*Problem*
Write out every line of the material exactly as it appears.

(Beginning of Recorded information)

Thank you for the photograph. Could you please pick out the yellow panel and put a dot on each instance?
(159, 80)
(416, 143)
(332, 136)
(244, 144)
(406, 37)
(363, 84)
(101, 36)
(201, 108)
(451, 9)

(End of Recorded information)

*Response area*
Thank you for the photograph. Could you please pick out the yellow panel and put a dot on each instance?
(159, 80)
(416, 143)
(332, 136)
(244, 144)
(406, 37)
(363, 84)
(101, 36)
(201, 108)
(451, 9)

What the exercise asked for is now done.